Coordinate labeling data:
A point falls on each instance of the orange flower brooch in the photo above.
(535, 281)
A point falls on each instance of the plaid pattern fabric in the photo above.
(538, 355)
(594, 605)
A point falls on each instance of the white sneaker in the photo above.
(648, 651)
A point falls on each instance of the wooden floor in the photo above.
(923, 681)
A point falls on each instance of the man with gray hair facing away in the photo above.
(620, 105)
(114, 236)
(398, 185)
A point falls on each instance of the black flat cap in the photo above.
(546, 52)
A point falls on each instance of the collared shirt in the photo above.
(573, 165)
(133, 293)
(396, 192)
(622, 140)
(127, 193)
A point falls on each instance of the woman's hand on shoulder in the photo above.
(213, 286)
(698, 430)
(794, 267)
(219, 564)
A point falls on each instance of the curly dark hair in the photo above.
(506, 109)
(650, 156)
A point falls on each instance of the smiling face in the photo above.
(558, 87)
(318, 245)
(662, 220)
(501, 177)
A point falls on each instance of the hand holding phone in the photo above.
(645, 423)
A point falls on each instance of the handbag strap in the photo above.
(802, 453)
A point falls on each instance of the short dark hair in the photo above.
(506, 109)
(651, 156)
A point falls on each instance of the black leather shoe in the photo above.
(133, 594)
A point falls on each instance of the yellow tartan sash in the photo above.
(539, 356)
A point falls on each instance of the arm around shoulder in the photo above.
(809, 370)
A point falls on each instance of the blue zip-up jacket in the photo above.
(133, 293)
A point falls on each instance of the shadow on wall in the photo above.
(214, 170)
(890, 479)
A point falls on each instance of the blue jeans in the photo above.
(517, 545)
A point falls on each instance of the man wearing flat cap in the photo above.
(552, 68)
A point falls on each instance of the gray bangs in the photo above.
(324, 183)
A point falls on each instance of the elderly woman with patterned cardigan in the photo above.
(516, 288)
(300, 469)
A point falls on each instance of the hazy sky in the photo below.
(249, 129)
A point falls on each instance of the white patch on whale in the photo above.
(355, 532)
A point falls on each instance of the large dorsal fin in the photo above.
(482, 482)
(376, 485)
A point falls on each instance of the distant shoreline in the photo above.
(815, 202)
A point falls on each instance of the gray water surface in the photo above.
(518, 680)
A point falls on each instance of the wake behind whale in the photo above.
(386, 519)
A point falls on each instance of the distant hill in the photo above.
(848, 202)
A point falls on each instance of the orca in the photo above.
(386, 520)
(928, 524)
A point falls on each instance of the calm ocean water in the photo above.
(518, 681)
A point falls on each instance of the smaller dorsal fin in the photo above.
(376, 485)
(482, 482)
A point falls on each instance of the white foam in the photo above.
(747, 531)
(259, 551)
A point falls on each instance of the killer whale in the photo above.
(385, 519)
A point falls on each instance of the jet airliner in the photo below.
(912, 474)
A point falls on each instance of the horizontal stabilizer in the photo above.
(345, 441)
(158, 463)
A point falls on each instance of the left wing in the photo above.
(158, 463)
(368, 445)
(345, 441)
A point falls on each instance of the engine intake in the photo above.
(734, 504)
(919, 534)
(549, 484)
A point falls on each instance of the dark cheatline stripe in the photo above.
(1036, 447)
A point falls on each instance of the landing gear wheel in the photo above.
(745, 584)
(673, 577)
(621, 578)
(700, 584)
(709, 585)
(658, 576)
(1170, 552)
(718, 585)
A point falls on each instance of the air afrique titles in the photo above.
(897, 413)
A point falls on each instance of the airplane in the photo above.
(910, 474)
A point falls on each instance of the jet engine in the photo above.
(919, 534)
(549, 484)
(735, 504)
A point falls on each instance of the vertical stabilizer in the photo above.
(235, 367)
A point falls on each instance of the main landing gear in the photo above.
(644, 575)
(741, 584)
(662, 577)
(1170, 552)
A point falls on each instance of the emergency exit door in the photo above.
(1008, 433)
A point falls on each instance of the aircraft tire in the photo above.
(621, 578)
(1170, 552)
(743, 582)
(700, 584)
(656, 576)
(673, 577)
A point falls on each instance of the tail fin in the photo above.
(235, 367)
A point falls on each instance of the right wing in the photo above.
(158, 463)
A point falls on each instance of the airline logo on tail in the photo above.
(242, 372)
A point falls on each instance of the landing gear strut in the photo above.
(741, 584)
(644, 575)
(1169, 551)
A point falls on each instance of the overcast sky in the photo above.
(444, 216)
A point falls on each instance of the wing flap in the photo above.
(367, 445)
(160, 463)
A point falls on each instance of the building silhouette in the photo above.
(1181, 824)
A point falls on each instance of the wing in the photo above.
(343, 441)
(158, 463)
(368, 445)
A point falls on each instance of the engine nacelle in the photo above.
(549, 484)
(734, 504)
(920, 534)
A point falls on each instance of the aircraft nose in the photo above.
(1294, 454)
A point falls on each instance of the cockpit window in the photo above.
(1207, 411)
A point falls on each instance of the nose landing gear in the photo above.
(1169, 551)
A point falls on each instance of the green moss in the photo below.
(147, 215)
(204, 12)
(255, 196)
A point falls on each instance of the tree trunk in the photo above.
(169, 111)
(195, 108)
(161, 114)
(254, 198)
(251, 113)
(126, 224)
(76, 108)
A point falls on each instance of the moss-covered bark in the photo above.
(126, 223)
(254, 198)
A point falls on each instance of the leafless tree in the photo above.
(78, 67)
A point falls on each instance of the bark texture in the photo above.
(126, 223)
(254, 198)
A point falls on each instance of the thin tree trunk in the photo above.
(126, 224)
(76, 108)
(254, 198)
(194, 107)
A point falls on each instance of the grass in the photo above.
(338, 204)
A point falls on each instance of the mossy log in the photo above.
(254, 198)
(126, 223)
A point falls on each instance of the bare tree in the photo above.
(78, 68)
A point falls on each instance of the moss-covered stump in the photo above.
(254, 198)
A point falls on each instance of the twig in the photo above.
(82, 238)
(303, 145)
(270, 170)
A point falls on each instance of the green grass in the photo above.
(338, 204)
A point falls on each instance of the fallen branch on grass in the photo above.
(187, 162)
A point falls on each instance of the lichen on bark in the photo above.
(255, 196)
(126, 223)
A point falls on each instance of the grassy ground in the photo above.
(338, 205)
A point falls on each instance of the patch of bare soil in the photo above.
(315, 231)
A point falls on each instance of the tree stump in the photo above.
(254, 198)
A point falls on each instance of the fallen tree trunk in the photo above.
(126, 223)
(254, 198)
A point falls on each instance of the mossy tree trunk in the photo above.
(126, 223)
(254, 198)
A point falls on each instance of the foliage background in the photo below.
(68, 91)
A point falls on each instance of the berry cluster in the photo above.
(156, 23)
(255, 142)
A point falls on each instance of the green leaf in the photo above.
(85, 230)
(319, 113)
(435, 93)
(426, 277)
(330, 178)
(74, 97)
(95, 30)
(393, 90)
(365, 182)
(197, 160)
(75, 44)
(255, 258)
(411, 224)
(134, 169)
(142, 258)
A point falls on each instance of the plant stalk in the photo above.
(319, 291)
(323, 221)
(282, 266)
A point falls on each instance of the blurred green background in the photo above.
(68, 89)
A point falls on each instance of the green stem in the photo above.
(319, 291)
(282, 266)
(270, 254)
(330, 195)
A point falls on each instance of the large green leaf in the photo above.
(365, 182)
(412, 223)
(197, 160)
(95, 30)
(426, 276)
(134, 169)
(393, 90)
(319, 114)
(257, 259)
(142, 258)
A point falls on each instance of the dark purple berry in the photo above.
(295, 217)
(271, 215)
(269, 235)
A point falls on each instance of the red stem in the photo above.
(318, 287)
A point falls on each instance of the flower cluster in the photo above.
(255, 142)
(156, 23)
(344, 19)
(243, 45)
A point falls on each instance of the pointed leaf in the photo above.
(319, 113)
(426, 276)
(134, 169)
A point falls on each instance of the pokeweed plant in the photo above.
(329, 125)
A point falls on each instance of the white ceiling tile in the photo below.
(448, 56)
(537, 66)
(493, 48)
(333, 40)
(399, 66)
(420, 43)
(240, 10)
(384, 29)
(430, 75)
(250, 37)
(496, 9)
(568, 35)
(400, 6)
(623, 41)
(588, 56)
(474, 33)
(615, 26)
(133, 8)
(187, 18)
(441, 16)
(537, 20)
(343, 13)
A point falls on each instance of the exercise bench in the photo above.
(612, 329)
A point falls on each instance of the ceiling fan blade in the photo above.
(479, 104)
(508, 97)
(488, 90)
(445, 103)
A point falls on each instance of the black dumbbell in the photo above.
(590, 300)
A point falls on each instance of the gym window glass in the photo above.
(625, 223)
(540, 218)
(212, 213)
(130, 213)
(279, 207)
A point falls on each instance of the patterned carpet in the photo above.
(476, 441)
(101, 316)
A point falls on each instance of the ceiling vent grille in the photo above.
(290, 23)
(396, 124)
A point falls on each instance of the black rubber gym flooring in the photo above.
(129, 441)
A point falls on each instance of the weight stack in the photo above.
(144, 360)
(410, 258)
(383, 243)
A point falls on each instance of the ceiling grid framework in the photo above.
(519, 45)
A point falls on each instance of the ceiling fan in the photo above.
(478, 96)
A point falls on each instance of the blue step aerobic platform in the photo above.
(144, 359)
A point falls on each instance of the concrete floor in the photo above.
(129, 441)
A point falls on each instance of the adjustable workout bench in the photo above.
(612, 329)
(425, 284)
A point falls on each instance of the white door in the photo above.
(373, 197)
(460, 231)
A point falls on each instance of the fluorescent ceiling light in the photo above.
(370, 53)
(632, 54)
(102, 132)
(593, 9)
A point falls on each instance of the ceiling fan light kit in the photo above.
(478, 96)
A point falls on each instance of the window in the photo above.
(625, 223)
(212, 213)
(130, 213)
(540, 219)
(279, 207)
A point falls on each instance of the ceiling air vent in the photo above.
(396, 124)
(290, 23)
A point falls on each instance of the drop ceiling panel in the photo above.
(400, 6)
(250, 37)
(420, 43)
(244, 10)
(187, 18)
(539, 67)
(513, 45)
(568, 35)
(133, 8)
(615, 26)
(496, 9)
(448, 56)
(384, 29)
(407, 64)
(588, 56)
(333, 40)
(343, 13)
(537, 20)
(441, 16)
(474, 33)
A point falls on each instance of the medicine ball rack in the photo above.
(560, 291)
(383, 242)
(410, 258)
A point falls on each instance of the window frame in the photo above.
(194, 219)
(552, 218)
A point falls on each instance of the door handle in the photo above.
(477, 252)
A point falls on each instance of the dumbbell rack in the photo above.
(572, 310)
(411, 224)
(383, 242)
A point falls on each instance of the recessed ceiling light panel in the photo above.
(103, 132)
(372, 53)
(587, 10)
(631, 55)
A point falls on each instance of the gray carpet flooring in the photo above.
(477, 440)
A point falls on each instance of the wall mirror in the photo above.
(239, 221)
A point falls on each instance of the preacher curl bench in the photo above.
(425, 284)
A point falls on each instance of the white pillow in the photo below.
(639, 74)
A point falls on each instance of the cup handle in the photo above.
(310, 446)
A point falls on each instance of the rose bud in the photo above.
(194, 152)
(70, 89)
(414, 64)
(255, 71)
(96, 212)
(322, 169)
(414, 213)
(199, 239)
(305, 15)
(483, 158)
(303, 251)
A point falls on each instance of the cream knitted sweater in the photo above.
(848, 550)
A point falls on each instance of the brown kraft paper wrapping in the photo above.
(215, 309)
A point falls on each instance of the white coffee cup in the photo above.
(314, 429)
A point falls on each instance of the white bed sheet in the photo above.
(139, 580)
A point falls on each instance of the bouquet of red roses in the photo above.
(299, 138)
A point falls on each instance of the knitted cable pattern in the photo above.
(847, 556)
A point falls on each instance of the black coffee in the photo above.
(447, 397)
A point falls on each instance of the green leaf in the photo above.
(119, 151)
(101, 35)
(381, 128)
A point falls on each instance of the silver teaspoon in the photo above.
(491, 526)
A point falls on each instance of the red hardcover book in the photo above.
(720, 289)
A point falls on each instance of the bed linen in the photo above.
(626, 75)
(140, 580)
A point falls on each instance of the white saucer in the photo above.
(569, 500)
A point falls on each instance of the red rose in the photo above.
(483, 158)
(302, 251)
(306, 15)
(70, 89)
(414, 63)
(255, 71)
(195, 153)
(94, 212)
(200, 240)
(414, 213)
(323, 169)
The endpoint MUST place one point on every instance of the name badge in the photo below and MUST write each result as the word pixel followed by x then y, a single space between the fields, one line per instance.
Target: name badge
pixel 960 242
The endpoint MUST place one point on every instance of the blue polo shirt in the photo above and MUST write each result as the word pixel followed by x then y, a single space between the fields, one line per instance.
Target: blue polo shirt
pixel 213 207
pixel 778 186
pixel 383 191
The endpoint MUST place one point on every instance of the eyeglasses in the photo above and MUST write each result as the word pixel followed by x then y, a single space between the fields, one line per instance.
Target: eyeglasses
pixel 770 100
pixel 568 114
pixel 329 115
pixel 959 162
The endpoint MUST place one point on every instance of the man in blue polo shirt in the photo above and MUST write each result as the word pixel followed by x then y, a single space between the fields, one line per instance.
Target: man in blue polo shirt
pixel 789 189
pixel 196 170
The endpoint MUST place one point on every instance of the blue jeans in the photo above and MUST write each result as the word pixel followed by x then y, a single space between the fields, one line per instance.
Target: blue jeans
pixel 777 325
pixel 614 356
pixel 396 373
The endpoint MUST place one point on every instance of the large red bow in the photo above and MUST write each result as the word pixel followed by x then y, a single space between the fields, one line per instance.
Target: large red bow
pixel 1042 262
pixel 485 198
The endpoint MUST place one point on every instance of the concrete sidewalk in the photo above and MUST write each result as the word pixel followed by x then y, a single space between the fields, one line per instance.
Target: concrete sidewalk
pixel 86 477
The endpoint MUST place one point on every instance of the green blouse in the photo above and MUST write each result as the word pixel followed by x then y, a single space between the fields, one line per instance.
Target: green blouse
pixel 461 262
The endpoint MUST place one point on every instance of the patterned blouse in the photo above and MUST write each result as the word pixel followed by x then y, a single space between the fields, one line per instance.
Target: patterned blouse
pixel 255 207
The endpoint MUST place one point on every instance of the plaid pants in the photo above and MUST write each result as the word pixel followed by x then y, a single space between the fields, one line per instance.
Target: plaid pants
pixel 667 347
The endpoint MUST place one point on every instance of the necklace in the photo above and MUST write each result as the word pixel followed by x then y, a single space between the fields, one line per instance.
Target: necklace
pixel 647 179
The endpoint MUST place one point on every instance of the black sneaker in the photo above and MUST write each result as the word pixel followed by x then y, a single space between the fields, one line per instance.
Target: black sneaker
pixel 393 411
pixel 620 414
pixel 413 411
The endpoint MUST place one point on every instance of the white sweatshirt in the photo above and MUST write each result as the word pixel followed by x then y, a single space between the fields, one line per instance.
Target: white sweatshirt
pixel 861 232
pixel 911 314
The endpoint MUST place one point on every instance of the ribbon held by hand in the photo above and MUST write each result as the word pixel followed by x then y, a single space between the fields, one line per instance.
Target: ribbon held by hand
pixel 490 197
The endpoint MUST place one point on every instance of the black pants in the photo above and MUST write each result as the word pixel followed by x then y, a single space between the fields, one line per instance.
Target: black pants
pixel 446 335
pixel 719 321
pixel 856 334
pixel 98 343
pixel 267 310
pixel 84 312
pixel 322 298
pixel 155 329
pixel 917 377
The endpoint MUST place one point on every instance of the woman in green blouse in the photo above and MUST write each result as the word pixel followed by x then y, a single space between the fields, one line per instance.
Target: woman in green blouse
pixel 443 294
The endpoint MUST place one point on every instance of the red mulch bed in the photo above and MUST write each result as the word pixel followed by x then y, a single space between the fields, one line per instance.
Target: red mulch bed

■ **TASK REQUIREMENTS**:
Extract the lines above from the one containing "the white sweatshirt" to the last line, both included, exactly as written.

■ **FULL OUTPUT**:
The endpoint MUST place one point on every instance of the white sweatshirt in the photo above and MUST write each result as the word pixel followed by x then y, a single space between the fields, one line per instance.
Target: white sweatshirt
pixel 861 232
pixel 911 314
The endpoint MUST place one point on every instance of the ribbon held by hand in the photo above and MUST write each result as the word pixel followed by x then y, a single space between the fields, one line per instance.
Target: ribbon held by hand
pixel 490 197
The endpoint MUST place one point on every instance of the black pants in the photo above and MUST write each result as the word pixel followed by x then y, a single space between the fields, one line per instance.
Target: black pants
pixel 446 335
pixel 719 321
pixel 856 334
pixel 98 343
pixel 267 310
pixel 84 312
pixel 322 298
pixel 155 329
pixel 917 377
The endpoint MUST place one point on every instance of the woman in green blouse in the photo above and MUST write each result as the word pixel followed by x then y, a single space between the fields, one line per instance.
Target: woman in green blouse
pixel 443 294
The endpoint MUST place one point on every instance of the red mulch bed in the photo above and MUST write each result as the word pixel followed by x then y, a single space between the fields, one line per instance.
Target: red mulch bed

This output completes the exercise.